§ GIVEN EXERCISE
Beginning at the line containing "Task: put a point on every instance of the sun glare", output every line to the end of the data below exactly as it appears.
* * *
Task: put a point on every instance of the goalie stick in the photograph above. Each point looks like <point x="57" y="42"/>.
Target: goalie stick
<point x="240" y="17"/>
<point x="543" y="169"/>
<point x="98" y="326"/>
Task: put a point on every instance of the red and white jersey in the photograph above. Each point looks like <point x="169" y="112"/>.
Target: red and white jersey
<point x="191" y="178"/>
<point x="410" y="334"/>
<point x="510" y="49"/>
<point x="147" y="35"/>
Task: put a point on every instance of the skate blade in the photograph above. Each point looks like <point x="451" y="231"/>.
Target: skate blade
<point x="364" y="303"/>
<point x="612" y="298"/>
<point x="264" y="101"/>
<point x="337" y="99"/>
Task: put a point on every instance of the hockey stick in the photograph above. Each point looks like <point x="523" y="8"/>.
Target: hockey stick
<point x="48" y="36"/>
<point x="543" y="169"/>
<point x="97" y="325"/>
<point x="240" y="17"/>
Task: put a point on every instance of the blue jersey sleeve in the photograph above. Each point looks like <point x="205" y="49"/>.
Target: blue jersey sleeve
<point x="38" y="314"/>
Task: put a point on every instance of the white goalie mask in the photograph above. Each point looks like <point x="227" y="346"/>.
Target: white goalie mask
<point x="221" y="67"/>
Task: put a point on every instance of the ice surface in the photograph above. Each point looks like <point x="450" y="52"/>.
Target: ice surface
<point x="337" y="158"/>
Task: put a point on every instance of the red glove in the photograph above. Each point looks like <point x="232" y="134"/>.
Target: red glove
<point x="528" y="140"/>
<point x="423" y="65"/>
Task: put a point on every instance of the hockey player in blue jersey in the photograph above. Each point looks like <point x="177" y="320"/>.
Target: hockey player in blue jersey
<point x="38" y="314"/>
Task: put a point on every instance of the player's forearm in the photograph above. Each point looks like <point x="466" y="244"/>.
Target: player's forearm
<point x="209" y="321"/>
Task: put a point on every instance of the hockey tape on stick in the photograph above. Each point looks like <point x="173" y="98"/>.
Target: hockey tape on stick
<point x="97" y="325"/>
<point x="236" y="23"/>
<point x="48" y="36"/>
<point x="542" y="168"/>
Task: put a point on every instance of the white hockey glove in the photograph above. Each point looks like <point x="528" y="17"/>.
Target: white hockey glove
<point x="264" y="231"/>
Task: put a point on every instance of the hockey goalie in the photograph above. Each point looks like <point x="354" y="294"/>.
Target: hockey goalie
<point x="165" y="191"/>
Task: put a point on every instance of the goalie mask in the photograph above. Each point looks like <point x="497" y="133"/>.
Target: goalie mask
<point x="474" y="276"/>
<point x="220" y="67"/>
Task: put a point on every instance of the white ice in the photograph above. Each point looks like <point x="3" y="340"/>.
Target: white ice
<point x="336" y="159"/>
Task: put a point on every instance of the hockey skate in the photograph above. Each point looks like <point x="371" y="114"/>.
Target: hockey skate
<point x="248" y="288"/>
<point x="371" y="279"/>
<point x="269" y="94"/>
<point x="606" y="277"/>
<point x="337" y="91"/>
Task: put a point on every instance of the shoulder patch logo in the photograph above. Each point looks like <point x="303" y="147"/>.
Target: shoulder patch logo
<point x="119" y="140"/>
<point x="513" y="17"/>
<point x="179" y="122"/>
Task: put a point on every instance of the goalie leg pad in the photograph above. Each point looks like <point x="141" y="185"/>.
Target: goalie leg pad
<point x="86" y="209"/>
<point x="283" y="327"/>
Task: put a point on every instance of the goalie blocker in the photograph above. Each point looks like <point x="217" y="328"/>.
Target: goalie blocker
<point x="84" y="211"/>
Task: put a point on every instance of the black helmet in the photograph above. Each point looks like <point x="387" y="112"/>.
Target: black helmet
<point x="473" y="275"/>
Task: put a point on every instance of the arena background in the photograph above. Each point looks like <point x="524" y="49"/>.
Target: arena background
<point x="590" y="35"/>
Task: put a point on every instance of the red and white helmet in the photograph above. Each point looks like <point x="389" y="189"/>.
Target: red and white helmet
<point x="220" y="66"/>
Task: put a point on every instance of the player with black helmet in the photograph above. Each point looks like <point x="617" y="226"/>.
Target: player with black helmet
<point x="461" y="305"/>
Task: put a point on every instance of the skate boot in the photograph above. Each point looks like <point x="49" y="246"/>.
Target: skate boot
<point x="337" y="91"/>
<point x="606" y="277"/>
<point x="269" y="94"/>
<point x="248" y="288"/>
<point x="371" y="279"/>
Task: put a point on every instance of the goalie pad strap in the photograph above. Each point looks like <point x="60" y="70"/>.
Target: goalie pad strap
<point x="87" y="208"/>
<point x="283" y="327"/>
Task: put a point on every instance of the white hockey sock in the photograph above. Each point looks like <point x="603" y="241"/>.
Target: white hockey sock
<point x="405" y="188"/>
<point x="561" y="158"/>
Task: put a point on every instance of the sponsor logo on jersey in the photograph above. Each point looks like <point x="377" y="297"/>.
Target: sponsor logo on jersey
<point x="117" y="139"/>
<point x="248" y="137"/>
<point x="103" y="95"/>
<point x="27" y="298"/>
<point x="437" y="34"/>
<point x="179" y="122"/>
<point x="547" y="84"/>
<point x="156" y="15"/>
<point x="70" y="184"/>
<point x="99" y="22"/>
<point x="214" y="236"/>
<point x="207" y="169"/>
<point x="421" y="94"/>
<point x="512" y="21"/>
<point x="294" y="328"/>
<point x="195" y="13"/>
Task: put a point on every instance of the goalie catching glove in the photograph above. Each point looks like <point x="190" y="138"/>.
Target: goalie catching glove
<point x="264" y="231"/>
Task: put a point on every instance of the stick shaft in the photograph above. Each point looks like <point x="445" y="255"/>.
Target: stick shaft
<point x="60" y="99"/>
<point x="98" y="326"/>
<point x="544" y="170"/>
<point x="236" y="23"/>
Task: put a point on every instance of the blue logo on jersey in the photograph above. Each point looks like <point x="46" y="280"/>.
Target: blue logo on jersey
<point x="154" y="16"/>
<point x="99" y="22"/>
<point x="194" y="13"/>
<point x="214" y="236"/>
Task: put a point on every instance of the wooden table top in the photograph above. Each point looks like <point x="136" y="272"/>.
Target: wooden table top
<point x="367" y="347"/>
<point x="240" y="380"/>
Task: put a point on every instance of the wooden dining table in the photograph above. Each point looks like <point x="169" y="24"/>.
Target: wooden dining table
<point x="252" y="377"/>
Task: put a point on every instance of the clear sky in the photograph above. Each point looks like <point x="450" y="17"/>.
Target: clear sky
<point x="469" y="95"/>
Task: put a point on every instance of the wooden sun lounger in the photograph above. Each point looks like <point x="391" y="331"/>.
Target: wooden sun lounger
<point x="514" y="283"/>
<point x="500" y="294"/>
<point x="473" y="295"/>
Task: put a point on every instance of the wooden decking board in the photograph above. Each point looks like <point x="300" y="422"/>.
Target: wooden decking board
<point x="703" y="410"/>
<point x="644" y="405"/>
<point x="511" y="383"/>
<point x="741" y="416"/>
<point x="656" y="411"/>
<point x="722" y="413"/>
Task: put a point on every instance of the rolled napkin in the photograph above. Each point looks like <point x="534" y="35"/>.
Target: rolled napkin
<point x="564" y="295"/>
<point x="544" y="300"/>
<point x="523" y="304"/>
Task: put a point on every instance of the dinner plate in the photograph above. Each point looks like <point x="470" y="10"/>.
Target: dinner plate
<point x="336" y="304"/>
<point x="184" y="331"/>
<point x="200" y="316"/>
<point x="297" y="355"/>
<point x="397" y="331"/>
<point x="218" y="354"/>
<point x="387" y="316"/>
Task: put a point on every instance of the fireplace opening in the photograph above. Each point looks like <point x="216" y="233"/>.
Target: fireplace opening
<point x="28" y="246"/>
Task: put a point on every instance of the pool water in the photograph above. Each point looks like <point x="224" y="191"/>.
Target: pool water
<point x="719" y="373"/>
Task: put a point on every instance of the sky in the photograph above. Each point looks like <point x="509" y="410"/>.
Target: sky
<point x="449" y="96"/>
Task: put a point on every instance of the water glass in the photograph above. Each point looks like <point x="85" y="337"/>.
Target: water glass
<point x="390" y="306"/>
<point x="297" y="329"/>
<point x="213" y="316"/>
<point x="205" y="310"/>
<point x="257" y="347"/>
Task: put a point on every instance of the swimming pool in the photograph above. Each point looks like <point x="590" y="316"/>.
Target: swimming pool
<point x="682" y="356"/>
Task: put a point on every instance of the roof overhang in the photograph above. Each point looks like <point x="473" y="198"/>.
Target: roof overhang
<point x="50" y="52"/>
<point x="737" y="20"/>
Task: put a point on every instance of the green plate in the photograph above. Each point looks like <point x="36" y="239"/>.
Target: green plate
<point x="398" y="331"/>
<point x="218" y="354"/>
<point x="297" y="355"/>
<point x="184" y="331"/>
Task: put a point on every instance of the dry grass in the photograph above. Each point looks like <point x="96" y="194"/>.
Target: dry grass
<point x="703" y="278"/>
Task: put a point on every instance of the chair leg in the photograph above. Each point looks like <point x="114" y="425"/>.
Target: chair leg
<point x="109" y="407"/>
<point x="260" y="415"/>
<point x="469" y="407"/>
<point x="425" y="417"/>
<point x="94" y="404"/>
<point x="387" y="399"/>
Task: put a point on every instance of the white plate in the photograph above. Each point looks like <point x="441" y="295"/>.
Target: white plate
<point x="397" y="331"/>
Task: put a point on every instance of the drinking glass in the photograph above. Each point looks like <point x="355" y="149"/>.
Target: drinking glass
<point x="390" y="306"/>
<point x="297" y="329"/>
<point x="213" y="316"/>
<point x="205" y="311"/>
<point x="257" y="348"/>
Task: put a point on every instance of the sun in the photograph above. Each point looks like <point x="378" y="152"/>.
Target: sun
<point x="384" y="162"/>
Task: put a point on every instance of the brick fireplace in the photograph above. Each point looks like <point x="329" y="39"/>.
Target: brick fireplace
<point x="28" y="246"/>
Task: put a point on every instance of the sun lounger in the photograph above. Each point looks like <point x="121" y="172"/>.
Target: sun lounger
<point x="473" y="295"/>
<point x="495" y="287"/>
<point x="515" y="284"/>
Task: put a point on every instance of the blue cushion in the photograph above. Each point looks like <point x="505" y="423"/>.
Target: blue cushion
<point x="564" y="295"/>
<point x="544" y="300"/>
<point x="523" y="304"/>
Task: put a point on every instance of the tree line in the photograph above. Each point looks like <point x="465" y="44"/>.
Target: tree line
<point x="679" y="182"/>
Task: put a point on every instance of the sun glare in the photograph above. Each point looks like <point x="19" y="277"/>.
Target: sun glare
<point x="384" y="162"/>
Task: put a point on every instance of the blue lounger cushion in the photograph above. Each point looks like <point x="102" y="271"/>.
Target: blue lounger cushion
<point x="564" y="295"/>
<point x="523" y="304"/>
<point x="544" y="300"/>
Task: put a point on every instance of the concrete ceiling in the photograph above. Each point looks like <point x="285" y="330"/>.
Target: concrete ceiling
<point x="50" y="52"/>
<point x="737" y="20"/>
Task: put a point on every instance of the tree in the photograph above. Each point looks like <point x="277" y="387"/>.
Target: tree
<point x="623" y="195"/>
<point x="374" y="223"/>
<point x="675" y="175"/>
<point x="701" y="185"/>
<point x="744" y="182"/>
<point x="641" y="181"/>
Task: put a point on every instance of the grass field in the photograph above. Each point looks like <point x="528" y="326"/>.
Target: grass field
* * *
§ SOLUTION TO THIS PROBLEM
Task: put a point on every instance of the sun glare in the photograph above. Each point looks like <point x="19" y="277"/>.
Target: sun glare
<point x="384" y="162"/>
Task: put a point on every instance of the blue lounger cushion in the photograph above. Each point looks like <point x="102" y="271"/>.
Target: blue lounger cushion
<point x="564" y="295"/>
<point x="523" y="304"/>
<point x="544" y="300"/>
Task: put a point on every instance of the concrete ceiling in the photograph above. Each point looks like <point x="285" y="330"/>.
Target: concrete ceiling
<point x="50" y="52"/>
<point x="737" y="20"/>
Task: put a point on every instance of the tree in the photograph above. Each point looks like <point x="277" y="387"/>.
Target: tree
<point x="623" y="195"/>
<point x="374" y="223"/>
<point x="675" y="175"/>
<point x="701" y="185"/>
<point x="744" y="182"/>
<point x="641" y="181"/>
Task: put a point on every instance of the grass field in the photograph above. Each point looks like <point x="528" y="326"/>.
Target: grass field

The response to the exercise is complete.